Stored data entries:
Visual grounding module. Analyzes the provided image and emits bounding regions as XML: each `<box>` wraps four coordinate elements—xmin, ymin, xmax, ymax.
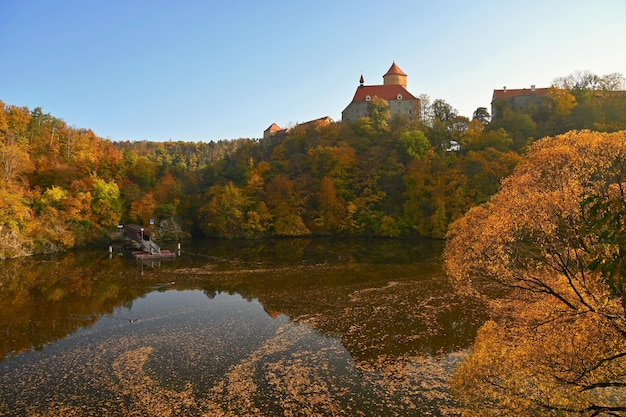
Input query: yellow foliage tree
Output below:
<box><xmin>129</xmin><ymin>192</ymin><xmax>157</xmax><ymax>226</ymax></box>
<box><xmin>445</xmin><ymin>130</ymin><xmax>626</xmax><ymax>416</ymax></box>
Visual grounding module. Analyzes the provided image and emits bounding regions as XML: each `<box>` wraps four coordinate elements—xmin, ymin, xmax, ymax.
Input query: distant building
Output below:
<box><xmin>342</xmin><ymin>62</ymin><xmax>419</xmax><ymax>123</ymax></box>
<box><xmin>263</xmin><ymin>116</ymin><xmax>334</xmax><ymax>139</ymax></box>
<box><xmin>491</xmin><ymin>85</ymin><xmax>550</xmax><ymax>119</ymax></box>
<box><xmin>296</xmin><ymin>116</ymin><xmax>334</xmax><ymax>130</ymax></box>
<box><xmin>263</xmin><ymin>123</ymin><xmax>284</xmax><ymax>139</ymax></box>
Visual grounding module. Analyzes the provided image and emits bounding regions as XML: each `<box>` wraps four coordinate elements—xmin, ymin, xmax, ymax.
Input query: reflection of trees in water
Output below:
<box><xmin>0</xmin><ymin>238</ymin><xmax>488</xmax><ymax>416</ymax></box>
<box><xmin>188</xmin><ymin>243</ymin><xmax>486</xmax><ymax>366</ymax></box>
<box><xmin>1</xmin><ymin>238</ymin><xmax>485</xmax><ymax>369</ymax></box>
<box><xmin>188</xmin><ymin>237</ymin><xmax>445</xmax><ymax>266</ymax></box>
<box><xmin>0</xmin><ymin>250</ymin><xmax>152</xmax><ymax>361</ymax></box>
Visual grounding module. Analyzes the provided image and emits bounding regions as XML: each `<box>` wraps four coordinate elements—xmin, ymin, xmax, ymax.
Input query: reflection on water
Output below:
<box><xmin>0</xmin><ymin>238</ymin><xmax>486</xmax><ymax>416</ymax></box>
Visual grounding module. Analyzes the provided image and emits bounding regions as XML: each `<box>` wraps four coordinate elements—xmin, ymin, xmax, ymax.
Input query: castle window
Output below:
<box><xmin>397</xmin><ymin>94</ymin><xmax>403</xmax><ymax>100</ymax></box>
<box><xmin>365</xmin><ymin>95</ymin><xmax>371</xmax><ymax>101</ymax></box>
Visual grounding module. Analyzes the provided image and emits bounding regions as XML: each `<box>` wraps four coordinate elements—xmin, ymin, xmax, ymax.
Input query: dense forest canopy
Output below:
<box><xmin>1</xmin><ymin>71</ymin><xmax>625</xmax><ymax>258</ymax></box>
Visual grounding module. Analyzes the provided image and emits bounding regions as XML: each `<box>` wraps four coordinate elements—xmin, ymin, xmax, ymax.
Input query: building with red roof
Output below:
<box><xmin>491</xmin><ymin>85</ymin><xmax>550</xmax><ymax>119</ymax></box>
<box><xmin>263</xmin><ymin>116</ymin><xmax>334</xmax><ymax>139</ymax></box>
<box><xmin>342</xmin><ymin>62</ymin><xmax>419</xmax><ymax>123</ymax></box>
<box><xmin>263</xmin><ymin>123</ymin><xmax>284</xmax><ymax>139</ymax></box>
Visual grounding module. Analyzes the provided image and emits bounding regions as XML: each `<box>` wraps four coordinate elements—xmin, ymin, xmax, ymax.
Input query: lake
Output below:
<box><xmin>0</xmin><ymin>238</ymin><xmax>486</xmax><ymax>416</ymax></box>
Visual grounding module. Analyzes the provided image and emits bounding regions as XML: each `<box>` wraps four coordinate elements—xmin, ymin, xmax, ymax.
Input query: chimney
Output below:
<box><xmin>503</xmin><ymin>86</ymin><xmax>507</xmax><ymax>93</ymax></box>
<box><xmin>531</xmin><ymin>85</ymin><xmax>536</xmax><ymax>92</ymax></box>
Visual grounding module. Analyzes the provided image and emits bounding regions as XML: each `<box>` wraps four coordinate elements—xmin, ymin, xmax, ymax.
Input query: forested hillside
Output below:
<box><xmin>1</xmin><ymin>71</ymin><xmax>625</xmax><ymax>258</ymax></box>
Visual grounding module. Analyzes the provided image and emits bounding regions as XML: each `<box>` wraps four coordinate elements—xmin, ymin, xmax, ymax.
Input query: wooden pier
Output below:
<box><xmin>131</xmin><ymin>249</ymin><xmax>177</xmax><ymax>259</ymax></box>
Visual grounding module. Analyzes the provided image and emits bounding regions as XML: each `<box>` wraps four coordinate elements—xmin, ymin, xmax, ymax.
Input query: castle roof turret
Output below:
<box><xmin>383</xmin><ymin>61</ymin><xmax>408</xmax><ymax>88</ymax></box>
<box><xmin>384</xmin><ymin>62</ymin><xmax>407</xmax><ymax>77</ymax></box>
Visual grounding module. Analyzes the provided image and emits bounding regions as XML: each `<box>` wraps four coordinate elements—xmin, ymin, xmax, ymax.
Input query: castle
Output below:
<box><xmin>342</xmin><ymin>62</ymin><xmax>419</xmax><ymax>123</ymax></box>
<box><xmin>264</xmin><ymin>62</ymin><xmax>562</xmax><ymax>138</ymax></box>
<box><xmin>264</xmin><ymin>62</ymin><xmax>419</xmax><ymax>138</ymax></box>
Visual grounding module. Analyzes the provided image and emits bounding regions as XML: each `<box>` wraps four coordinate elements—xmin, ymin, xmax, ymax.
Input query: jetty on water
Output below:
<box><xmin>122</xmin><ymin>224</ymin><xmax>177</xmax><ymax>259</ymax></box>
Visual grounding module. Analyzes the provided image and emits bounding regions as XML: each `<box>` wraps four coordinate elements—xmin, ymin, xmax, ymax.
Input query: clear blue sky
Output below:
<box><xmin>1</xmin><ymin>0</ymin><xmax>625</xmax><ymax>142</ymax></box>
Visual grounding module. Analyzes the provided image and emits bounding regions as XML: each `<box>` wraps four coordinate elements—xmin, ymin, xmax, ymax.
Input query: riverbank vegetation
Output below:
<box><xmin>1</xmin><ymin>71</ymin><xmax>625</xmax><ymax>258</ymax></box>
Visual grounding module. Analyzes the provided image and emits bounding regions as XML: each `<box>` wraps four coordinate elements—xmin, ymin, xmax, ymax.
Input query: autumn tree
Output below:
<box><xmin>263</xmin><ymin>174</ymin><xmax>310</xmax><ymax>236</ymax></box>
<box><xmin>199</xmin><ymin>182</ymin><xmax>271</xmax><ymax>238</ymax></box>
<box><xmin>445</xmin><ymin>130</ymin><xmax>626</xmax><ymax>416</ymax></box>
<box><xmin>90</xmin><ymin>176</ymin><xmax>123</xmax><ymax>229</ymax></box>
<box><xmin>0</xmin><ymin>103</ymin><xmax>33</xmax><ymax>187</ymax></box>
<box><xmin>315</xmin><ymin>176</ymin><xmax>352</xmax><ymax>234</ymax></box>
<box><xmin>0</xmin><ymin>139</ymin><xmax>32</xmax><ymax>186</ymax></box>
<box><xmin>151</xmin><ymin>170</ymin><xmax>181</xmax><ymax>219</ymax></box>
<box><xmin>129</xmin><ymin>192</ymin><xmax>157</xmax><ymax>226</ymax></box>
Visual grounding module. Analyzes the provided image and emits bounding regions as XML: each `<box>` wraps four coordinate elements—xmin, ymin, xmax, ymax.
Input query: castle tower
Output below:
<box><xmin>383</xmin><ymin>61</ymin><xmax>407</xmax><ymax>89</ymax></box>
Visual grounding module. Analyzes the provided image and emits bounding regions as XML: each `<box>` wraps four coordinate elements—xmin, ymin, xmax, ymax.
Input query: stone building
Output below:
<box><xmin>263</xmin><ymin>116</ymin><xmax>334</xmax><ymax>139</ymax></box>
<box><xmin>342</xmin><ymin>62</ymin><xmax>419</xmax><ymax>123</ymax></box>
<box><xmin>491</xmin><ymin>85</ymin><xmax>550</xmax><ymax>119</ymax></box>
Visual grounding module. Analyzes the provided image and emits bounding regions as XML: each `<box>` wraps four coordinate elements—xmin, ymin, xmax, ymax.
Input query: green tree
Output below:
<box><xmin>472</xmin><ymin>107</ymin><xmax>490</xmax><ymax>125</ymax></box>
<box><xmin>584</xmin><ymin>191</ymin><xmax>626</xmax><ymax>308</ymax></box>
<box><xmin>466</xmin><ymin>128</ymin><xmax>513</xmax><ymax>152</ymax></box>
<box><xmin>491</xmin><ymin>108</ymin><xmax>537</xmax><ymax>150</ymax></box>
<box><xmin>426</xmin><ymin>99</ymin><xmax>458</xmax><ymax>151</ymax></box>
<box><xmin>367</xmin><ymin>96</ymin><xmax>391</xmax><ymax>133</ymax></box>
<box><xmin>398</xmin><ymin>129</ymin><xmax>431</xmax><ymax>159</ymax></box>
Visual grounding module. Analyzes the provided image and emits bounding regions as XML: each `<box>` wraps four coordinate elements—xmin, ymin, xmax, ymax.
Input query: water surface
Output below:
<box><xmin>0</xmin><ymin>238</ymin><xmax>486</xmax><ymax>416</ymax></box>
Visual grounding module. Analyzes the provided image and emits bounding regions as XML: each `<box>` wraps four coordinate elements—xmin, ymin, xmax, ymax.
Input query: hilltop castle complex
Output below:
<box><xmin>264</xmin><ymin>61</ymin><xmax>567</xmax><ymax>138</ymax></box>
<box><xmin>264</xmin><ymin>62</ymin><xmax>420</xmax><ymax>139</ymax></box>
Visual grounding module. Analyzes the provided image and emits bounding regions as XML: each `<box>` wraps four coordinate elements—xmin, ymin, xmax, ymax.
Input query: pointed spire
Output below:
<box><xmin>359</xmin><ymin>74</ymin><xmax>364</xmax><ymax>86</ymax></box>
<box><xmin>384</xmin><ymin>61</ymin><xmax>407</xmax><ymax>77</ymax></box>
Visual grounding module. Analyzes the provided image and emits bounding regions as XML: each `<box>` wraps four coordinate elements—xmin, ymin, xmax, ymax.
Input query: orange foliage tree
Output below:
<box><xmin>445</xmin><ymin>130</ymin><xmax>626</xmax><ymax>416</ymax></box>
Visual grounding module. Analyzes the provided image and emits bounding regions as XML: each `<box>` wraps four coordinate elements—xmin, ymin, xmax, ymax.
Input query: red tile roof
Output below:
<box><xmin>384</xmin><ymin>62</ymin><xmax>407</xmax><ymax>77</ymax></box>
<box><xmin>265</xmin><ymin>123</ymin><xmax>282</xmax><ymax>132</ymax></box>
<box><xmin>492</xmin><ymin>87</ymin><xmax>550</xmax><ymax>100</ymax></box>
<box><xmin>296</xmin><ymin>116</ymin><xmax>334</xmax><ymax>129</ymax></box>
<box><xmin>351</xmin><ymin>85</ymin><xmax>417</xmax><ymax>102</ymax></box>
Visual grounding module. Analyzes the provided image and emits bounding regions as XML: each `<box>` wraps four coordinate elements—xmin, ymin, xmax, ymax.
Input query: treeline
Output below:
<box><xmin>1</xmin><ymin>71</ymin><xmax>624</xmax><ymax>257</ymax></box>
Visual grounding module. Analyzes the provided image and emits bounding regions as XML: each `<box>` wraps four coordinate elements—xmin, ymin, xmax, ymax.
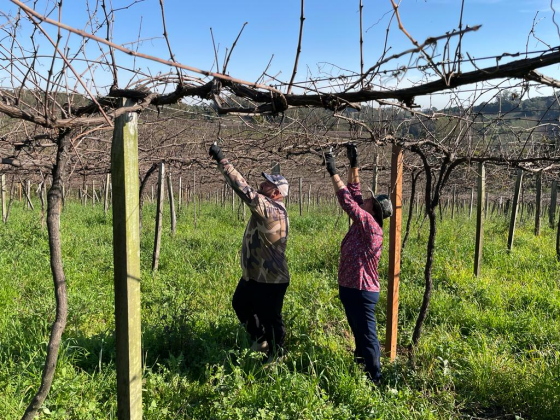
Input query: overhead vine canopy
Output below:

### Task requirements
The word "roof" may appear in several lines of the data; copy every line where it does.

### Response to this task
Input query: building with red roof
Input query: castle roof turret
Input query: red tile roof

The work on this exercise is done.